-- Start DATA SHOWN --

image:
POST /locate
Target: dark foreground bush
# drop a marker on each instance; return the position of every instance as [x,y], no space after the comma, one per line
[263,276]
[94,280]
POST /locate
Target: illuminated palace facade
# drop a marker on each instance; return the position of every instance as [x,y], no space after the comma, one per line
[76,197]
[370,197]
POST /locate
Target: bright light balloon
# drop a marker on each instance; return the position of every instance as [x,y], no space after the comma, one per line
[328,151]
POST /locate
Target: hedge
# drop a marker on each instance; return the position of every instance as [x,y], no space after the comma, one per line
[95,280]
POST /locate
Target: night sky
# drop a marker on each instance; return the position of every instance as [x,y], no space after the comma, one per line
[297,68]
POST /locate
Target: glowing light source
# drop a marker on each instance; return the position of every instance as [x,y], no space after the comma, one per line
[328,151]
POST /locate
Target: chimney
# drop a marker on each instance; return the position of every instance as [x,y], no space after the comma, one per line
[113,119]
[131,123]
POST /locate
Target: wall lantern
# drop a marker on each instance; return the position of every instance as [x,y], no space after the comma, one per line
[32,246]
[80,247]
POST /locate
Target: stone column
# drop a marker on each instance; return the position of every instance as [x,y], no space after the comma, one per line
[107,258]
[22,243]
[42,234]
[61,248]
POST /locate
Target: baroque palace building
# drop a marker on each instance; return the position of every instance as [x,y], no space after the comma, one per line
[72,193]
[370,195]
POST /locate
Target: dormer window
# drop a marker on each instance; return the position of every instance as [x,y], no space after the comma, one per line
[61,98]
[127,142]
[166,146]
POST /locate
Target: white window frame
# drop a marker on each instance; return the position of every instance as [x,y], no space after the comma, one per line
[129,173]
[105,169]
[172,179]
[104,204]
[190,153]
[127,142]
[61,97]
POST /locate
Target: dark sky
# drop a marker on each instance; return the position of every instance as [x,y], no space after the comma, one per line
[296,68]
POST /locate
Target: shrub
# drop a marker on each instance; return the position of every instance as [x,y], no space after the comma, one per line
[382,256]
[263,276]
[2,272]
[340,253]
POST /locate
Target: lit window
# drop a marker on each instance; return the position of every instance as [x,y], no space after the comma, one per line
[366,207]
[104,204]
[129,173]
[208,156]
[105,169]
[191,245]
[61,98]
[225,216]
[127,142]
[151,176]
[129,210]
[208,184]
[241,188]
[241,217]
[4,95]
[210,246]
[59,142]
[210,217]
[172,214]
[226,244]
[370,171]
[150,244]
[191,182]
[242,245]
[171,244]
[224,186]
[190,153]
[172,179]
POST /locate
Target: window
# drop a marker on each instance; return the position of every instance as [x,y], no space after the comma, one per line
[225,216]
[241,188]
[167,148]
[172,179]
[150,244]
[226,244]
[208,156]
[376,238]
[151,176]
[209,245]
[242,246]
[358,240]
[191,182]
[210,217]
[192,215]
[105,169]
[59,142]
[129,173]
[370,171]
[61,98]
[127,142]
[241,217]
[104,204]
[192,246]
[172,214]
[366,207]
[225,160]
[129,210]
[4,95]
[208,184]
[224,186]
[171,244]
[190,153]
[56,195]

-- End DATA SHOWN --

Copy out all of the records above with nothing altered.

image:
POST /locate
Target: dark foreground bush
# drop a marker on each instance; return the position of every instance as [x,y], no space after the comma, one per line
[263,276]
[94,280]
POST /locate
Target: illuminated palace facade
# drop a marker on each instance; return the position of every instance as [x,y], no space after the comma, one per line
[76,197]
[370,197]
POST /locate
Target: bright light balloon
# drop a marker on each instance; return the position of every instance as [x,y], no space after the comma, one per line
[328,151]
POST /locate
Target: hedge
# drop a marker on each instance; return the position of every instance as [x,y], no space after the comma, one per line
[95,280]
POST /locate
Target: night sky
# drop a marker on each instance; return the position of every instance as [x,y], no space after the comma, one per line
[297,68]
POST /locate
Target: glowing light source
# drop a marker on each instance; return the position of every instance as [x,y], no space after the comma, one per line
[328,151]
POST /locate
Target: chimney
# drop a marker on each instance; return the position of every instance as [x,y], no space after the comma, one per line
[113,119]
[131,123]
POST /locate
Target: wall lantern
# drop a marker on each instance; return the position of every instance as [x,y], no space after the comma, one per line
[32,246]
[80,247]
POST /locate
Target: stone column
# drop a marker on each instance; return the position of every instance as [x,y], no space after the comma, one per line
[107,258]
[22,243]
[42,234]
[61,248]
POST /locate
Target: baroque palace building
# drop a marker on each instance; return the position of every instance as [x,y], no space after the comma, one per line
[72,193]
[370,195]
POST /locate
Target: dormer window
# drop a marker on each instance; return the position of every instance as [x,y], no space after the comma, one per line
[61,98]
[127,142]
[166,146]
POST /locate
Target: white window frame
# drop a marker on each instance; return the position of every instance as [x,y], no space after the comma, one per line
[129,173]
[105,169]
[172,179]
[104,204]
[190,153]
[127,142]
[61,97]
POST /locate
Target: dark sky
# drop a marker on each instance; return the position of every instance as [x,y], no space after the comma, one per line
[296,68]
POST /locate
Target: shrub
# drop a marker on each instance; return the position of every instance as [x,y], no space after the comma, one per line
[382,256]
[263,276]
[2,272]
[340,253]
POST /locate
Target: lit window
# drop a marker on each instance; return the position of every instance as [x,y], no space after the comma, one per line
[366,207]
[104,204]
[129,173]
[208,156]
[105,169]
[191,245]
[61,98]
[225,216]
[127,142]
[151,176]
[129,210]
[208,184]
[241,188]
[241,217]
[4,95]
[210,246]
[59,142]
[210,217]
[172,214]
[226,244]
[370,171]
[150,244]
[191,182]
[242,245]
[171,244]
[224,186]
[190,153]
[172,179]
POST /locate
Target: window
# drop a marker on each instance; return the position of every instance as [x,y], no space after the comma, one per line
[225,216]
[241,188]
[167,148]
[172,179]
[150,244]
[226,244]
[208,156]
[376,238]
[151,176]
[209,245]
[242,246]
[358,240]
[191,182]
[210,217]
[192,215]
[105,169]
[59,142]
[129,173]
[370,171]
[61,98]
[127,142]
[241,217]
[104,204]
[192,246]
[172,214]
[366,207]
[225,160]
[129,210]
[4,95]
[208,184]
[224,186]
[171,244]
[190,153]
[56,195]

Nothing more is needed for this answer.